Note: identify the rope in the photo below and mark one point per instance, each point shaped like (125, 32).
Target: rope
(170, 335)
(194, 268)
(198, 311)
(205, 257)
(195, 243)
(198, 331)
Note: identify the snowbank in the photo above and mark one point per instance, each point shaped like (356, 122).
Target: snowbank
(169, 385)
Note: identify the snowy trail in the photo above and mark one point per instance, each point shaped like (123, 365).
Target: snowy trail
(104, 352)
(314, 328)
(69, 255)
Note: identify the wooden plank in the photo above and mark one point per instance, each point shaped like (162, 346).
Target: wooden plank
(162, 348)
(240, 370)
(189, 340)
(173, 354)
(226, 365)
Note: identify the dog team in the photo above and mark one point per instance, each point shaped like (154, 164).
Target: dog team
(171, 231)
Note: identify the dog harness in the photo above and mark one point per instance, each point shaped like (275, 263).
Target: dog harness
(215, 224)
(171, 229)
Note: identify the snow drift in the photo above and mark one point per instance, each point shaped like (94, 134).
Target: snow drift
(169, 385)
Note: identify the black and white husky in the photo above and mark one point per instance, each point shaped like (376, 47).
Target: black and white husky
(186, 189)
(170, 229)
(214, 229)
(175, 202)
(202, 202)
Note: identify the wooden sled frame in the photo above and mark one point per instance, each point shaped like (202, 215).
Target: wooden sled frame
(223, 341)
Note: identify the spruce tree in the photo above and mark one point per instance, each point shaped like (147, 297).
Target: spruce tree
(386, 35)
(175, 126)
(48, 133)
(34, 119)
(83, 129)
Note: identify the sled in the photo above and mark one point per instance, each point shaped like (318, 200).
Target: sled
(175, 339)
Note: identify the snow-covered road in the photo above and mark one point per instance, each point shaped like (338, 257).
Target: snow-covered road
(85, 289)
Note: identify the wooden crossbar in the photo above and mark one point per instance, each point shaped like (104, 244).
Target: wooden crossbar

▬▬▬

**PROBLEM REQUIREMENTS:**
What needs duplicating is the run of lines from the one containing "Note: identify the snow-covered" through the last line of the entries above, exact and complete.

**WRITTEN SOLUTION:**
Note: identify the snow-covered road in the photo above and mark one point per instance, each point shaped like (338, 257).
Target: snow-covered road
(85, 289)
Note: identify the wooden crossbar in the photo above and mark one point per instance, each point shaped like (104, 244).
Target: wooden crossbar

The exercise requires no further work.